▶ SOURCE TEXT
□ □ □

The chapters in this thesis are self-contained; hence they can be read separately. Therefore, some overlap could not be avoided and the notations, the symbols and the indices may slightly vary across chapters. In Chapter 2, item bias or differential item functioning (DIF) is seen as a lack of fit to an IRT model. It is shown that inferences about the presence and importance of DIF can only be made if DIF is sufficiently modeled. This requires a process of so-called test purification where items with DIF are identified using statistical tests and DIF is modeled using group-specific item parameters. In the present study, DIF is identified using a Lagrange multiplier statistic. The first problem addressed is that the dependency of these statistics might cause problems in the presence of relatively large number DIF items. However, simulation studies show that the power and Type I error rate of a step wise procedure where DIF items are identified one at a time are good. The second problem pertains to the importance of DIF, i.e., the effect size, and related problem of defining a stopping rule for the searching procedure. Simulations show that the importance of DIF and the stopping rule can be based on the estimate of the difference between the means of the ability distributions of the studied groups of respondents. The searching procedure is stopped when the change in this effect size becomes negligible.

□ □ □

▶ STORED DATA
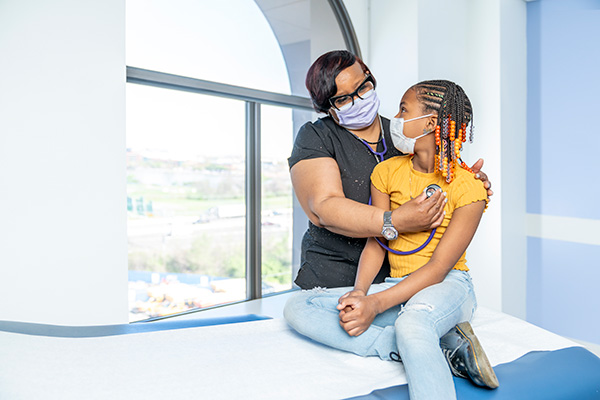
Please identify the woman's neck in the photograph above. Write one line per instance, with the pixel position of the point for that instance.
(371, 133)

□ □ □

▶ INSTRUCTION
Continue the thesis overview on differential item functioning, which appears above the lines, starting right after its last sentence.

▶ EXERCISE ANSWER
Chapter 3 presents the measures for evaluating the most important assumptions underlying unidimensional item response models such as subpopulation invariance, form of item response function, and local stochastic independence. These item fit statistics are studied in two frameworks. In a frequentist MML framework, LM tests for model fit based on residuals are studied. In the framework of LM model tests, the alternative hypothesis clarifies which assumptions are exactly targeted by the residuals. The alternative framework is the Bayesian one. The PPCs is a much used Bayesian model checking tool because it has an intuitive appeal, and is simple to apply. A number of simulation studies are presented that assess the Type I error rates and the power of the proposed item fit tests of in both frameworks. Overall, the LM statistic performs better in terms of power and Type I error rates.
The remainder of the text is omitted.